[START TEXT PROVIDED]

Before we read this passage let us look to the Lord in prayer for his help in understanding it.
As the crowd gathered around Peter, John, and the healed beggar, the last thing they were expecting was to be blamed for murder. The sting of Peter’s words no doubt led to their arrest in the next chapter. But what we see here is that: The forgiveness of Christ is offered to the enemies of Christ.
No one really see themselves as enemies of Christ. That is one of the hardest concepts to grasp. But the Bible says we were enemies when Christ died for us (Rom. 5:10). And we have all lived in rebellious sin before a perfectly holy God (1 Cor. 6:11). Those who reject the gospel simply think they are keeping an open mind or waiting on more convincing evidence. However, the problem is not the lack of evidence, but our faulty interpretation of the evidence.
Once again we see the importance of preaching a message of repentance for forgiveness. Jesus Christ was central in Peter’s first sermon, and he is central again here. We see the early development of Christology (the study of the person and work of Christ). The titles we see in this passage reveal two main themes: glory and suffering.
The phrase at the beginning and end of this sermon refers to Jesus as “the servant” of God. So my outline combines the two themes with the servant figure:
First, we will look at God’s Glorified Servant (11-16). Second, we’ll see God’s Suffering Servant (17-26).
God’s Glorified Servant (11-16)
We have already seen how the people in the temple “were filled with wonder and amazement” (v.10) upon seeing the lame beggar now walking and leaping and praising God (3:8-9). And as this man is clinging to Peter and John, the crowd—“utterly astounded”—begins to surround them (v.11).
Again, some critical scholars actually argue that the man was clinging because he wasn’t truly healed. It is a miracle in itself that anyone could come up with that interpretation from this text. Are we to assume Peter and John were helping him leap throughout the temple too? “Everyone, check this out! You have seen this man begging at the gate every day, but look at him now—(grunting and lifting the man up) help me out here John—He’s leaping in his own strength! It’s a miracle!” That interpretation is laughable.
Peter, takes advantage of the opportunity to preach about Jesus. He begins by clarifying how this man was healed. The people were looking at the apostles as if they were responsible for the miracle (v.12). So Peter quickly corrects them by directing their thoughts towards Jesus.

[END TEXT PROVIDED]

» DIRECTIVE
Rewrite the part of the sermon that opens with "No one really" and closes with "of the evidence.", using "mistaken" in place of "faulty".

[START ENTRIES]

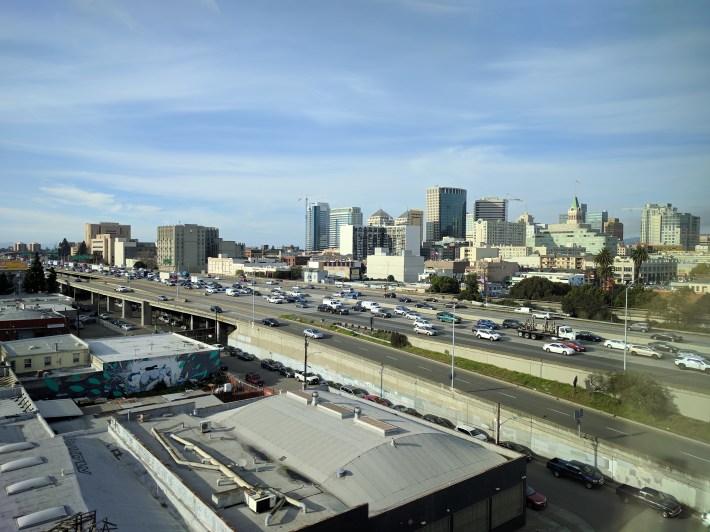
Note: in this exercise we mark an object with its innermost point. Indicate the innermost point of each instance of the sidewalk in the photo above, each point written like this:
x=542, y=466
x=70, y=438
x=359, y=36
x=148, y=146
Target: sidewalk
x=554, y=518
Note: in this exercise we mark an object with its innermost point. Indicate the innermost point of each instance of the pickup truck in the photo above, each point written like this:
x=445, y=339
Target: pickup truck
x=585, y=473
x=666, y=504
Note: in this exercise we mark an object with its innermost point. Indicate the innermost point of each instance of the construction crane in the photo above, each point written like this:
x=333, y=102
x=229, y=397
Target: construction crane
x=305, y=199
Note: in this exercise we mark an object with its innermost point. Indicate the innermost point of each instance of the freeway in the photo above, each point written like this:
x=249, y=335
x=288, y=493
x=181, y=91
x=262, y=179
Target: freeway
x=668, y=449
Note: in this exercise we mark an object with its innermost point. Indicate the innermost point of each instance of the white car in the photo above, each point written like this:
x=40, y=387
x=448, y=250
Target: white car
x=558, y=348
x=313, y=333
x=614, y=344
x=487, y=334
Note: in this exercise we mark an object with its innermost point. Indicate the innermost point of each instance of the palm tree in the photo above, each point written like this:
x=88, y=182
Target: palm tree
x=604, y=263
x=639, y=255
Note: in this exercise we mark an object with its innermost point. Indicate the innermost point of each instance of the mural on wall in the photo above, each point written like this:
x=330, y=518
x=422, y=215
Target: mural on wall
x=147, y=374
x=128, y=377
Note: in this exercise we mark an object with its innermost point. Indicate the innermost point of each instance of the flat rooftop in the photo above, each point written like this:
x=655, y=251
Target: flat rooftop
x=115, y=349
x=323, y=456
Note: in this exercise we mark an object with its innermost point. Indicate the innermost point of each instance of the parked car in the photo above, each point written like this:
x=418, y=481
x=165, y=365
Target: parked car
x=667, y=337
x=518, y=448
x=557, y=347
x=589, y=336
x=313, y=333
x=688, y=361
x=487, y=334
x=534, y=499
x=487, y=324
x=614, y=344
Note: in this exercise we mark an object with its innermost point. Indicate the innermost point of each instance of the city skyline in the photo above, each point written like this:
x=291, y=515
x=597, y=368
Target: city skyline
x=229, y=114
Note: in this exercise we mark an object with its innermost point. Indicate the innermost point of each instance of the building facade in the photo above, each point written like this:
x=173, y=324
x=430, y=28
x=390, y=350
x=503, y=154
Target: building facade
x=445, y=213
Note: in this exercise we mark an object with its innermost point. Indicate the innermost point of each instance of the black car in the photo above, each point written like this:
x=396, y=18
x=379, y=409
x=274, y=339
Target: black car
x=589, y=336
x=667, y=337
x=518, y=448
x=271, y=365
x=441, y=421
x=663, y=347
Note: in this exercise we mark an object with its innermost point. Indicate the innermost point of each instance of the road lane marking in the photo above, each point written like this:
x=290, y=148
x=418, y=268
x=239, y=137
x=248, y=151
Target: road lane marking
x=697, y=457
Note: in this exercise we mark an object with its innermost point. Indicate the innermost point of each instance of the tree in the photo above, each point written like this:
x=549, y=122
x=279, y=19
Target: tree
x=604, y=264
x=639, y=255
x=34, y=277
x=444, y=285
x=472, y=291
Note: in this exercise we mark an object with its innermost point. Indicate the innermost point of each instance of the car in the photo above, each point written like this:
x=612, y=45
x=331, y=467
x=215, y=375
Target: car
x=448, y=317
x=271, y=365
x=487, y=334
x=644, y=350
x=667, y=337
x=557, y=347
x=663, y=347
x=614, y=344
x=518, y=448
x=254, y=379
x=688, y=361
x=534, y=499
x=579, y=348
x=438, y=420
x=312, y=333
x=286, y=371
x=589, y=336
x=357, y=392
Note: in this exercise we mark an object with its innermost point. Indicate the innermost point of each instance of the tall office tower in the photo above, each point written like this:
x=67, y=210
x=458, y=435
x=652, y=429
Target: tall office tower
x=186, y=247
x=663, y=225
x=613, y=227
x=380, y=219
x=445, y=213
x=340, y=217
x=317, y=226
x=491, y=209
x=413, y=217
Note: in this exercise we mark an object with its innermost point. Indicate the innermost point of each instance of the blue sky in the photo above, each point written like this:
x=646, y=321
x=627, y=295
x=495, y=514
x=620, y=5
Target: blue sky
x=225, y=113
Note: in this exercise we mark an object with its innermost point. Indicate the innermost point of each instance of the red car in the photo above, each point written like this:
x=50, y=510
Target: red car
x=534, y=499
x=574, y=345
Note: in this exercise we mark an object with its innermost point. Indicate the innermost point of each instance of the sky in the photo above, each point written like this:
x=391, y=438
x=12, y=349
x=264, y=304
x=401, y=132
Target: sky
x=233, y=114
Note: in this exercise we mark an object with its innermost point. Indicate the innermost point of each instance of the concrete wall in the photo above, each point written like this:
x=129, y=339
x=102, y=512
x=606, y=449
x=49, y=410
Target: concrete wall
x=432, y=397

[END ENTRIES]

» PROBLEM SOLUTION
No one really see themselves as enemies of Christ. That is one of the hardest concepts to grasp. But the Bible says we were enemies when Christ died for us (Rom. 5:10). And we have all lived in rebellious sin before a perfectly holy God (1 Cor. 6:11). Those who reject the gospel simply think they are keeping an open mind or waiting on more convincing evidence. However, the problem is not the lack of evidence, but our mistaken interpretation of the evidence.